* **Task**
Reproduce all of the data exactly, with no line skipped.

Coordinate annotation entries:
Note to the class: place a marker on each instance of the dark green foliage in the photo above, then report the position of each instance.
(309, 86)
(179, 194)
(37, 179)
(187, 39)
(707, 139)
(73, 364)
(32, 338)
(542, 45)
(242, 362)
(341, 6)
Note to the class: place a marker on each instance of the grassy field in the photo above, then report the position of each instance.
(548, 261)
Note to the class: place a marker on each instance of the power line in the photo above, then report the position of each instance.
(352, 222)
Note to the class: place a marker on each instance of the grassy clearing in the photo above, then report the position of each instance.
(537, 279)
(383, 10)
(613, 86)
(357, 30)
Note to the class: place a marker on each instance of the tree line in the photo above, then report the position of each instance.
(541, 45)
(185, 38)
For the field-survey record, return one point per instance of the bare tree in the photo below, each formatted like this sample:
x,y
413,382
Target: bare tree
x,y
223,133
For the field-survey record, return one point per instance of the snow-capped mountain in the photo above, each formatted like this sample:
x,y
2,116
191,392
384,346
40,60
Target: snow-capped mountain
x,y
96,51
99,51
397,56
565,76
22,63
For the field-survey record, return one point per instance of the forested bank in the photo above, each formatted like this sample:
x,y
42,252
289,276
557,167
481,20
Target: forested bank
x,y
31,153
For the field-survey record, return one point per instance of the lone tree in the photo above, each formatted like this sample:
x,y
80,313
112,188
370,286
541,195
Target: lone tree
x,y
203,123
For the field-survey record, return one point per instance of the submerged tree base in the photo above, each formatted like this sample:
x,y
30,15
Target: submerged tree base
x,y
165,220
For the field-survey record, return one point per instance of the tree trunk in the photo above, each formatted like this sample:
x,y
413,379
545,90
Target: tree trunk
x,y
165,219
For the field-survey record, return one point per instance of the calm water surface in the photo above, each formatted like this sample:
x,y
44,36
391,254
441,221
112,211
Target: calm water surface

* **Solution to the problem**
Note to the class: place a marker on each instance of the dark green foliage in the photo above, then report the position of each instance.
(309, 86)
(179, 194)
(37, 179)
(187, 39)
(707, 139)
(73, 364)
(32, 338)
(542, 45)
(242, 362)
(341, 6)
Note to the class: place a marker on each instance of the grassy field in the photo above, then report the position of each instance.
(548, 261)
Note to the class: place a marker on each instance of the power line in the photo above, then report the position of each instance.
(352, 222)
Note to the class: place a marker on each instance of the grassy clearing in the photo above, then report the position of each instance.
(537, 279)
(383, 10)
(613, 86)
(357, 30)
Note to the class: place a marker on each instance of the tree line in the photo above, then report the position of each instance.
(541, 45)
(185, 38)
For the field-survey record, return one point per instance of the bare tree in the photo below, each formatted like this sample:
x,y
413,382
Target: bare tree
x,y
223,133
For the field-survey record, return one point per instance of the snow-capped mountain in the photo above, each formatted like this sample:
x,y
2,116
191,392
384,346
40,60
Target: snow-capped mountain
x,y
96,51
99,51
397,56
565,76
22,63
For the field-survey record, return one point per instance of the forested bank in the photo above, each formatted like this sample:
x,y
42,252
289,276
557,167
481,20
Target: forested bank
x,y
31,153
For the field-survey record, return one point per instance of the lone tree in the photo above, each formatted like this sample:
x,y
80,313
112,188
370,286
541,195
Target: lone tree
x,y
203,123
For the field-survey record, return one point per instance of the submerged tree base in the photo above, each formatted like this sample:
x,y
30,15
Target: submerged tree base
x,y
165,220
For the field-survey record, return one point per instance of the tree trunk in the photo above, each formatted like this sample:
x,y
413,379
545,90
Target: tree trunk
x,y
165,219
For the field-survey record, return one point per instance of the calm water surface in the photo above, each formatted like this sample:
x,y
44,36
391,254
441,221
112,211
Target: calm water surface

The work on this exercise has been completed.